### Görev 1
Bayram sofralarını anlatan metne göre tepir genellikle hangi ağaçtan yapılır?

### Okuma Metni
Camiden çıkan cemaatin hali vakti iyi olanları, hali vakti iyi olmayanları yani fakir olanları sofra getiremeyecek durumda olanları, yemeğe davet ederler. Davet edilende davete icabet ederdi. Ev büyükleri doğrudan davet etttiği misafirleri alarak sofraların kurulduğu mekana giderler. Hizmet edecek evladı torunu kim varsa, o doğrudan eve gider, o gün için yemek olarak ne hazırlanmışsa onu alıp getirir. Yemek olarak günün menüsü, bulgur pilavı, üzüm hoşafı. Durumu iyi olan evlerde kartol aşı, bişi, kadı kulağı, bazen bal lokması getirilir. Pirinç pilavı harika yemek, eğer bir sofrada pirinç pilavı varsa o sofra daha sonra anlatılır. Şu bayramda filan mahallenin sofrasına gittim, pirinç pilavı yedim diye söylenilir. Bulgur pilavı ve yoğurt çalhaması yani ayran bir iki ekmek varsa bir iki parça peynir tepire koyarak sofraların kurulduğu mahale getirilir. Tepir genellikle pelüt ağacından yapılmış tepsi. Gelen yemeklerde o zamanlar nebatı yağ olmadığı için sarı yağ yani tereyağı kullanılırdı. Durumu iyi olanlar pilava sarı yağı bol döker yemeğin her yerinde belli olurdu. Sarı yağı olmayanlar pilavın tepesine bir iki gezdirir getirirlerdi. Sofraya yemek getirmek dahi imkanlara bağlıydı. Sofralarda çay çok lükstü. Her bacada çay olmazdı. Çay olsa dahi onuda ileri gelen büyükler içerlerdi. Bazı dışarıdan yani köy dışında gelen misafirler olurdu onlara ikram edilirdi. O mahallede yemek getiremiyen komşulara niye yemek getirmedin diye en küçük ima dahi yapılmadan yemek getirmiş gibi sofraya oturtulurdu. Yemeğe davet edilen insanlarla daha çok ilgilenilir, onların hal ve hatırları sorulur, çocukları varsa adam gönderilir sofraya davet edilirdi. Dışarıdan gelen misarlerle ilgilenilir. Onlarında o ortamda gariplik çekmeleri giderilirdi. Yemekler huşu ve muhabbet ortamında yenir, büyüklerin elleri öpülür herkes evine dağılırdı. Sofralarda kalan ekmek peynir toplanır çobanlara gönderilirdi veya evine gönderilirdi.

### Görev 2
Aşağıdaki kayıtların tamamını hiçbir değişiklik yapmadan aynen yeniden yazınız. Resimleri cevabınıza almayınız.

### Mevcut Kayıtlar
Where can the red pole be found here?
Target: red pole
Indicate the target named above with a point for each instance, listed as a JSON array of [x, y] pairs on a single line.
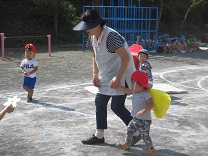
[[49, 45], [2, 45]]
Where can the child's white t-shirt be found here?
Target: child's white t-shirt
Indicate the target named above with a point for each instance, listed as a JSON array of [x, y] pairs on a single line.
[[29, 65]]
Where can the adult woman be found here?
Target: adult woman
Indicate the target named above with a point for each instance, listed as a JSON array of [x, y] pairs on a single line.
[[112, 66]]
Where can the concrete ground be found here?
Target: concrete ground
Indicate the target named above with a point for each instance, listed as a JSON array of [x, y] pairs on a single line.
[[63, 112]]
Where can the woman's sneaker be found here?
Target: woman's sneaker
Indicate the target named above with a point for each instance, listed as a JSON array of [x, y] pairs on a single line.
[[93, 140], [150, 152], [123, 146], [135, 139]]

### Eksiksiz Cevap 1
Tepir genellikle pelüt ağacından yapılır.

### Eksiksiz Cevap 2
Where can the red pole be found here?
Target: red pole
Indicate the target named above with a point for each instance, listed as a JSON array of [x, y] pairs on a single line.
[[49, 45], [2, 45]]
Where can the child's white t-shirt be found here?
Target: child's white t-shirt
Indicate the target named above with a point for each instance, listed as a JSON array of [x, y] pairs on a single line.
[[29, 65]]
Where can the adult woman be found here?
Target: adult woman
Indicate the target named above with a point for each instance, listed as a JSON array of [x, y] pairs on a single line.
[[112, 66]]
Where can the concrete ground be found here?
Target: concrete ground
Indicate the target named above with a point for each instance, listed as a JSON array of [x, y] pairs on a single line.
[[63, 112]]
Where can the woman's sneaker be found here?
Target: woman's sneaker
Indicate the target named above with a point for each instance, listed as a JSON array of [x, y] pairs on a single line.
[[93, 140], [150, 152], [123, 146], [135, 139]]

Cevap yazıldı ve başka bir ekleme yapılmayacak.